-- start Excerpted data --

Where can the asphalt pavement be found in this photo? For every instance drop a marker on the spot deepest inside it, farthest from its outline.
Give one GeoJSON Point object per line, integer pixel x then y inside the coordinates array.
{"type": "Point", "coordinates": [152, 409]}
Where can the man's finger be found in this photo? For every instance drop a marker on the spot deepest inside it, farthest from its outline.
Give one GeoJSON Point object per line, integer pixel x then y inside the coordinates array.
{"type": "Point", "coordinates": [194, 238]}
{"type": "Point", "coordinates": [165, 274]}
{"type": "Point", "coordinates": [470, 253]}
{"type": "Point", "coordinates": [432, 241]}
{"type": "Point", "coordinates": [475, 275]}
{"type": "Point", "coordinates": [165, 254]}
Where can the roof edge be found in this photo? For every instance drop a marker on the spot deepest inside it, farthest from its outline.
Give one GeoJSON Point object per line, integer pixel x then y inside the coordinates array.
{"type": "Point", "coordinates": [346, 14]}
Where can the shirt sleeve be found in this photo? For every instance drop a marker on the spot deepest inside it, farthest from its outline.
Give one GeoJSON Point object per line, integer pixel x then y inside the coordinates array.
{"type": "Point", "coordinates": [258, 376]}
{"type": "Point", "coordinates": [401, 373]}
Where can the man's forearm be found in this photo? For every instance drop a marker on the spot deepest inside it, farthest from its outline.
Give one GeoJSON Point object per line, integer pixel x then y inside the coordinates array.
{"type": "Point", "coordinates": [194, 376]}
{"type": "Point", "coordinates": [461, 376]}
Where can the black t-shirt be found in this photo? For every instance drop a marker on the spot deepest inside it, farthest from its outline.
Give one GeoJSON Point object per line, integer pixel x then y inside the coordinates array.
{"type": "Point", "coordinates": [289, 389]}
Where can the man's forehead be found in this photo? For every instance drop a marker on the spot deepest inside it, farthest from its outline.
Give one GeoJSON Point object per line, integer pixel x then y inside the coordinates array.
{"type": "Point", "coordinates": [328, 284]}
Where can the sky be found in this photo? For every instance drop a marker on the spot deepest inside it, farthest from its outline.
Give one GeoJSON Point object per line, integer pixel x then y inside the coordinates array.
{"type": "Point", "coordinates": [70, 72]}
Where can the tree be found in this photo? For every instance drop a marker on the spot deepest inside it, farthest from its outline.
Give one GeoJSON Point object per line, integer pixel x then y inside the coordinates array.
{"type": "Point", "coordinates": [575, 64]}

-- end Excerpted data --
-- start Excerpted data --

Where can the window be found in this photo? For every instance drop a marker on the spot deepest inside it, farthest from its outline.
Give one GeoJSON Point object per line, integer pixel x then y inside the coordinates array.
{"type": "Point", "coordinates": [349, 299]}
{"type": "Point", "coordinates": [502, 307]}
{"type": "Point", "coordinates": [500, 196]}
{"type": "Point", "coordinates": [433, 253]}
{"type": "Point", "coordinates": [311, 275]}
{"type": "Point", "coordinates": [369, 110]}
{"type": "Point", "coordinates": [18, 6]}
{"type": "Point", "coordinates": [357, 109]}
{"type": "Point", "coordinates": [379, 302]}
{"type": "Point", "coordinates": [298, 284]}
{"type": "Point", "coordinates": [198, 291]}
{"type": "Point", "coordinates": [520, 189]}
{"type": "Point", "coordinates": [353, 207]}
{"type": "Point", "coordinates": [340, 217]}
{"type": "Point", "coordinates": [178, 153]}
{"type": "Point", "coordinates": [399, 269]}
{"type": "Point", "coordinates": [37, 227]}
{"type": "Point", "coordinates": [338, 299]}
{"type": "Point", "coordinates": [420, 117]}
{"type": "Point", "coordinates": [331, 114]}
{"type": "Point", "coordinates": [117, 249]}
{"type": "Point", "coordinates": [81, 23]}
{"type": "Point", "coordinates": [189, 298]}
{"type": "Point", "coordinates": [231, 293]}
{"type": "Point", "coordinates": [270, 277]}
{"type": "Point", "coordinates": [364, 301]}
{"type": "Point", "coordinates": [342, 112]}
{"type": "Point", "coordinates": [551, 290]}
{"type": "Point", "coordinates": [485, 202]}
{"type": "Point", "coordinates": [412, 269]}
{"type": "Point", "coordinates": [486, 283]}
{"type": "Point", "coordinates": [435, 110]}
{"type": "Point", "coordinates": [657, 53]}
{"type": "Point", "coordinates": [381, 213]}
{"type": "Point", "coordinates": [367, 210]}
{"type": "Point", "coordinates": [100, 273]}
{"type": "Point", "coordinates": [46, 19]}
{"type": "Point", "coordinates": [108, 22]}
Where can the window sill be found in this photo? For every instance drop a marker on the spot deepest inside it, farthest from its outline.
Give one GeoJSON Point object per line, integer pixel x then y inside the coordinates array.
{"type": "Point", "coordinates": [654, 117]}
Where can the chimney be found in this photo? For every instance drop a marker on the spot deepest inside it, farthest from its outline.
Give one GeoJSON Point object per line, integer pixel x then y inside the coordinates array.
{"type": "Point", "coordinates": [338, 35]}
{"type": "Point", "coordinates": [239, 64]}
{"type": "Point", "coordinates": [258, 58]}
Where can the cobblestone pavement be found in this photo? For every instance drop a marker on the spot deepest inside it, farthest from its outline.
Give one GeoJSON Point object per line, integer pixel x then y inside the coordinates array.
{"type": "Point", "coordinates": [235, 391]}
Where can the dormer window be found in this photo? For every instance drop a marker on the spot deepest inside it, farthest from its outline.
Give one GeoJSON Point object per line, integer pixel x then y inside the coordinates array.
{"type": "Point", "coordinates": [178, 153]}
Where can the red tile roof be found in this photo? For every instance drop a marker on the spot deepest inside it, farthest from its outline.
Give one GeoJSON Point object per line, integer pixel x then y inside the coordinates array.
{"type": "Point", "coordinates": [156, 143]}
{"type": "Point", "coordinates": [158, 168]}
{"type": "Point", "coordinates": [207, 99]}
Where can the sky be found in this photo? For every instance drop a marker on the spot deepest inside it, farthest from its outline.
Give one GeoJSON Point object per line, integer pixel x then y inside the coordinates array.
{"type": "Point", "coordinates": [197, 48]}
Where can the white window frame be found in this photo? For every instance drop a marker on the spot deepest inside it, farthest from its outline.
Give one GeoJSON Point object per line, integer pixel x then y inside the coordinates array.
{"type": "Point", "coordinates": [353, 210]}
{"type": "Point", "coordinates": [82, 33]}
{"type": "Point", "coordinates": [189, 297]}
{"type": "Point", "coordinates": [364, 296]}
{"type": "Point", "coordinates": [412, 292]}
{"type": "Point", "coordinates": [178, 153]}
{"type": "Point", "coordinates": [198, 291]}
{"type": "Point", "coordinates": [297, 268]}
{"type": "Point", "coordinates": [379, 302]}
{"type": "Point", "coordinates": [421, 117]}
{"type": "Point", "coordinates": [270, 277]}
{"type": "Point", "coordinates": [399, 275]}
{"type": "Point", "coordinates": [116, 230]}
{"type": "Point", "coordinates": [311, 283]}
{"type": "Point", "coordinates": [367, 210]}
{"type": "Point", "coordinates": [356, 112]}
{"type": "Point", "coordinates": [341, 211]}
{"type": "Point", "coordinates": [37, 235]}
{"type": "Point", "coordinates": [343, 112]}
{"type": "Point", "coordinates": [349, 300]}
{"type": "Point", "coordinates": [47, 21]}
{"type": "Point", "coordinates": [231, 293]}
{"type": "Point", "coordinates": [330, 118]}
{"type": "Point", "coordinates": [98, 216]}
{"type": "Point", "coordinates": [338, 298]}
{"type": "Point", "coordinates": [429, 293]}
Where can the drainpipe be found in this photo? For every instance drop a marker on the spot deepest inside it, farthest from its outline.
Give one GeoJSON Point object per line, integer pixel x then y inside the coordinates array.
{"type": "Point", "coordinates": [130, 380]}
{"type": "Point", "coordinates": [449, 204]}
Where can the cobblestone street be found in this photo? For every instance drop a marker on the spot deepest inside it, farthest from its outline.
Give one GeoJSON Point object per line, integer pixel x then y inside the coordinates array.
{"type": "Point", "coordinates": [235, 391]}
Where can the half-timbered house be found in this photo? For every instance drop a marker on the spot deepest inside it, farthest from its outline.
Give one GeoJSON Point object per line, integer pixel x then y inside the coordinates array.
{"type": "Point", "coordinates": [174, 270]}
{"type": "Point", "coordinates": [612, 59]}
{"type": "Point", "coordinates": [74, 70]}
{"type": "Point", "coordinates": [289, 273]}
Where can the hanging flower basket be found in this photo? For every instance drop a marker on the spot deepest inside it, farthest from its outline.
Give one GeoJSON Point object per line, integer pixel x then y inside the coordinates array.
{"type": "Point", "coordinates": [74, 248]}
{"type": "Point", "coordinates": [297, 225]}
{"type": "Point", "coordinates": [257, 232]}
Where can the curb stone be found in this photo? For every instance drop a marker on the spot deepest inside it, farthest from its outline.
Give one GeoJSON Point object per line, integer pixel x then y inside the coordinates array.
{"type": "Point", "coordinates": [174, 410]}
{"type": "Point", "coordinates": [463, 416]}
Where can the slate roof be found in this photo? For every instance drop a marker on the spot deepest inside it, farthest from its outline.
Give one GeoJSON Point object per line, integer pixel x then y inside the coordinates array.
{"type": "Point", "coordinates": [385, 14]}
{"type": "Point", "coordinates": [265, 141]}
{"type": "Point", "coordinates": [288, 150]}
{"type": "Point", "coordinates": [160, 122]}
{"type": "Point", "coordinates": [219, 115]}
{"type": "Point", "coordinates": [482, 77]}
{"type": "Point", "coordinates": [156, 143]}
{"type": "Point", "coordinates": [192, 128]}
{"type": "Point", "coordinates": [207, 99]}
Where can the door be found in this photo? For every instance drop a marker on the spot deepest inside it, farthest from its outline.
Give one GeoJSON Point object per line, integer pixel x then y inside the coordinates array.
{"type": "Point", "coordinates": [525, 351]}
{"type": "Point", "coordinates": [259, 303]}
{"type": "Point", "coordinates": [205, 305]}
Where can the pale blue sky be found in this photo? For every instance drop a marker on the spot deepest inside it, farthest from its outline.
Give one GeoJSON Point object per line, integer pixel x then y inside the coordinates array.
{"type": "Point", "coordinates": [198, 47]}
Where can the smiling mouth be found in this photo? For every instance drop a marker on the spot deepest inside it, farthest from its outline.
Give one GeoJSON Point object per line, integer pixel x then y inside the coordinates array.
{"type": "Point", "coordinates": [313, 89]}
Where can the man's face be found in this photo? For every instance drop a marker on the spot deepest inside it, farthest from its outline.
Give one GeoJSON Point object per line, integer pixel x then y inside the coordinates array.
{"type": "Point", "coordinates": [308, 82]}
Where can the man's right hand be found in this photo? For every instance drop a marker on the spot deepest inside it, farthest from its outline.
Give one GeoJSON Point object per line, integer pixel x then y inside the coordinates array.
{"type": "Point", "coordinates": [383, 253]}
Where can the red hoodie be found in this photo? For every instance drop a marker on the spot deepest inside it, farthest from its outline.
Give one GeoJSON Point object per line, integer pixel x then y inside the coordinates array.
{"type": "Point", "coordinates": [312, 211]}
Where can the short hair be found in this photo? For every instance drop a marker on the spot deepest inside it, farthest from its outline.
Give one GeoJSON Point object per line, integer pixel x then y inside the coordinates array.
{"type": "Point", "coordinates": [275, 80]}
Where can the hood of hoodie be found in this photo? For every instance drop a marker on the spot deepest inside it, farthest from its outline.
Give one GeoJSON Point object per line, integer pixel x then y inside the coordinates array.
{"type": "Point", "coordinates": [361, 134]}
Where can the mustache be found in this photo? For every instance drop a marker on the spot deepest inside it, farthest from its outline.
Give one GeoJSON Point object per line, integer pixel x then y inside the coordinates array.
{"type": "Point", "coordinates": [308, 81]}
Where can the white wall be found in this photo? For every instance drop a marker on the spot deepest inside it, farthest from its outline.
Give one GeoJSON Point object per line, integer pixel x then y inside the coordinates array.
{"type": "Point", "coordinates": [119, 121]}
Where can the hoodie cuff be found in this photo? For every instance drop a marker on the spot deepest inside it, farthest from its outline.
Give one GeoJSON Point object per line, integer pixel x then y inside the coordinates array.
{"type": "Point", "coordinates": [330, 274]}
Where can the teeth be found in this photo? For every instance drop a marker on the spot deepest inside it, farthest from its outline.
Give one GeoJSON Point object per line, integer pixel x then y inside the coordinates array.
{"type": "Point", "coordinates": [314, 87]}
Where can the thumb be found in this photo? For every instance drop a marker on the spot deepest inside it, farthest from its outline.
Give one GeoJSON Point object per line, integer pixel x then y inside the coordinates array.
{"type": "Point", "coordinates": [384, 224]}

-- end Excerpted data --
-- start Excerpted data --

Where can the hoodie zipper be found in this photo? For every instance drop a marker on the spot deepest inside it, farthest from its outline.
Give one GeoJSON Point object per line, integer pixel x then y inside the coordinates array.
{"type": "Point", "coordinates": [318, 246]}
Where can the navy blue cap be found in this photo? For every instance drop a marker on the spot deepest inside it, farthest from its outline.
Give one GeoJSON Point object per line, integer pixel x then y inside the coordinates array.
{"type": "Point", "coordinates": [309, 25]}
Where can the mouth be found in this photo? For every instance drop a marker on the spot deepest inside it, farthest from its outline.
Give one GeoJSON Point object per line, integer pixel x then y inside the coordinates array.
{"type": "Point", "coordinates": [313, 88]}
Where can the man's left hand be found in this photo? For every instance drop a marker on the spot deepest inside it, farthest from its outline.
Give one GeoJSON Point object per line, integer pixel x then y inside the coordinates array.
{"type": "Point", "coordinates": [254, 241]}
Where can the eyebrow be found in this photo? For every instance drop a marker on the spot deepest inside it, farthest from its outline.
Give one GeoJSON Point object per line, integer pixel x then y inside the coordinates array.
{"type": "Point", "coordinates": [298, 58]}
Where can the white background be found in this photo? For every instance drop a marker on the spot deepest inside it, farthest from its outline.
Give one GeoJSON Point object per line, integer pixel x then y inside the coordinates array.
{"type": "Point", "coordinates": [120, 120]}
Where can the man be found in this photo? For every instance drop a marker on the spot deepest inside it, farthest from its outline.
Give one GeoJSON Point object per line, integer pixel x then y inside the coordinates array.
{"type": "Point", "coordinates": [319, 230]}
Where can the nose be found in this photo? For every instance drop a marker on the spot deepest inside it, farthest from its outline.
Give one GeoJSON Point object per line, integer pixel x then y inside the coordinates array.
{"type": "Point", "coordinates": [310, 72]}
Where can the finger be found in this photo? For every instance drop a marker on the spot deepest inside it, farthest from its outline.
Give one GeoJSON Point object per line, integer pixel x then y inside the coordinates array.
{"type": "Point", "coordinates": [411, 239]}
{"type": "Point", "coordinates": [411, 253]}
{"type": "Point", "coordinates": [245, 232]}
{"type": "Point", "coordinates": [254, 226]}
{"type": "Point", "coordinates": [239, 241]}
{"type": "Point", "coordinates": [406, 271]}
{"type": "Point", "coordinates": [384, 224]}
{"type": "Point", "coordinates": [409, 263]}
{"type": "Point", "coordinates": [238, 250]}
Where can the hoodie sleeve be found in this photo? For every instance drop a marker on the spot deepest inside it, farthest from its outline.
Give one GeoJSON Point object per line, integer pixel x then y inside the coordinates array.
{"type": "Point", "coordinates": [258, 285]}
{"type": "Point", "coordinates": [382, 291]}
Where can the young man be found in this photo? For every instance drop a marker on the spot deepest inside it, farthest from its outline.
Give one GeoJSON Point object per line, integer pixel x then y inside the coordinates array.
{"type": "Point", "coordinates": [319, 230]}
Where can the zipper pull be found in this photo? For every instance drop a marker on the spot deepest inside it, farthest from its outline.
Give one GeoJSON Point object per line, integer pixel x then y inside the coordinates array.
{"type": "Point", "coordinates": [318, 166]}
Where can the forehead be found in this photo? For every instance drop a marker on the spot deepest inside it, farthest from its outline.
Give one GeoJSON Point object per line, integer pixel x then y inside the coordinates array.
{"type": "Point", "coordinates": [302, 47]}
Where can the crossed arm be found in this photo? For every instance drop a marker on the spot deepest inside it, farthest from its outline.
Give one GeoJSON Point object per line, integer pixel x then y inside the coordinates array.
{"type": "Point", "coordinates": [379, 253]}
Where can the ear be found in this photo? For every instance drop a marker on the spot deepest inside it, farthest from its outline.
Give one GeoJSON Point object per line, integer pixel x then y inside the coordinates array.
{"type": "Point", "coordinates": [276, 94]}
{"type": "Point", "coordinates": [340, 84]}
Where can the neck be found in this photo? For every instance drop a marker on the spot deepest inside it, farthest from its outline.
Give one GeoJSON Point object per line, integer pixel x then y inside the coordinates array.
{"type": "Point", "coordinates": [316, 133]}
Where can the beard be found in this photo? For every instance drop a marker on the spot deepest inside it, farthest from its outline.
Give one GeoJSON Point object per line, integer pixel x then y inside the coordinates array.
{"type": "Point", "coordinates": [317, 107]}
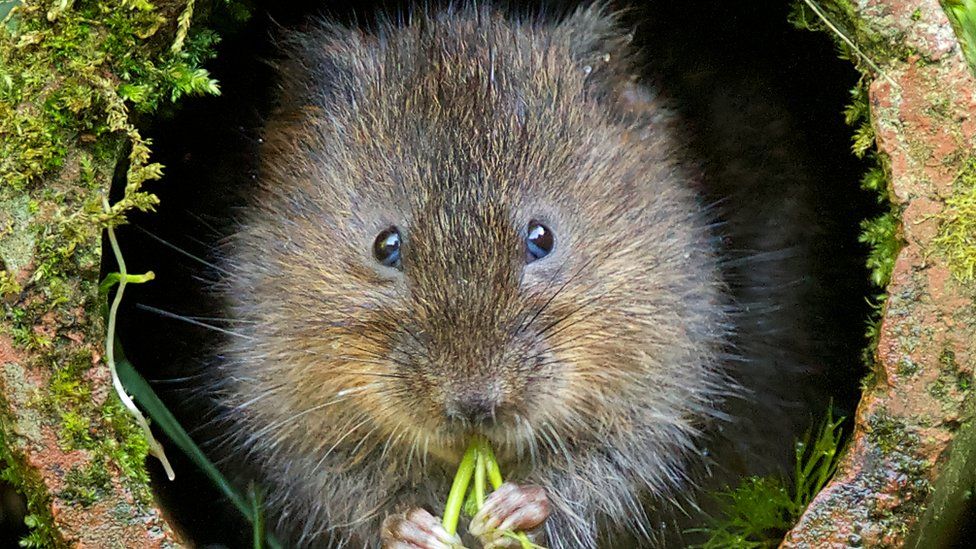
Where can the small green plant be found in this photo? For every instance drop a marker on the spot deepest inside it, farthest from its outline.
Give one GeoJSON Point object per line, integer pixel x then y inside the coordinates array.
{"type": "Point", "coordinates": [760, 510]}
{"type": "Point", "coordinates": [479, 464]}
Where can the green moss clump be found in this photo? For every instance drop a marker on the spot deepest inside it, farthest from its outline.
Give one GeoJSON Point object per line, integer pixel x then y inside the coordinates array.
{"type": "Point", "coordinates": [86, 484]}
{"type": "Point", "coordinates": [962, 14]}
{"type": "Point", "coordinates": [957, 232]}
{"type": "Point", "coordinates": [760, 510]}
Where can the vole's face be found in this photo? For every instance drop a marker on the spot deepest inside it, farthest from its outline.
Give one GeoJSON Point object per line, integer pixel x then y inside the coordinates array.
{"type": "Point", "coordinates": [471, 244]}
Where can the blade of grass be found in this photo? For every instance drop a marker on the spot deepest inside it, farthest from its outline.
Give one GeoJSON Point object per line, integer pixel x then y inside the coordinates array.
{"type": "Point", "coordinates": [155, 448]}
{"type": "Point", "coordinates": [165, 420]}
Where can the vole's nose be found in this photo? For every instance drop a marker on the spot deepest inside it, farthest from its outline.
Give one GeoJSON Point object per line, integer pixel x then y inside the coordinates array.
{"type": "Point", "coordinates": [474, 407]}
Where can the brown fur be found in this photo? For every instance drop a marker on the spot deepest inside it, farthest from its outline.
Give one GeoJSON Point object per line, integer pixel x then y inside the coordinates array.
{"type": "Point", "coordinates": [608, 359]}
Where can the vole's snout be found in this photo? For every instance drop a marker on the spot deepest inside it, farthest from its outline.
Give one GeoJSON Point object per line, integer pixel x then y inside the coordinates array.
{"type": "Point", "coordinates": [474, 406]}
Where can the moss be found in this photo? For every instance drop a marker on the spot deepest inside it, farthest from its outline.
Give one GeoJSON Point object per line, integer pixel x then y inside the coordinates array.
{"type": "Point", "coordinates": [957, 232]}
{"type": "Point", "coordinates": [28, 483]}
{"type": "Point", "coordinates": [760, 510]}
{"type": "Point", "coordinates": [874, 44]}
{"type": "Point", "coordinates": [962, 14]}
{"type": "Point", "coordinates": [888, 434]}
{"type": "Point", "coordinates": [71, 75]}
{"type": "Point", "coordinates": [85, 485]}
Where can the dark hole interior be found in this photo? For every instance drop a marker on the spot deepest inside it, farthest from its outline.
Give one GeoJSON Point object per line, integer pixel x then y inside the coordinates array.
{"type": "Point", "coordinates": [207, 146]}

-- end Excerpted data --

== The task ==
Collect every line of the data above that contains the word "nose" and copy each one in full. Treat uppercase and lowercase as different when matching.

== Response to this task ==
Where can the nose be found in this photo? For every instance drop a marker on the spot deepest inside it, farthest from its outline.
Where can the vole's nose be found in this photo? For every instance drop a marker on the spot deepest inside it, farthest from its outline.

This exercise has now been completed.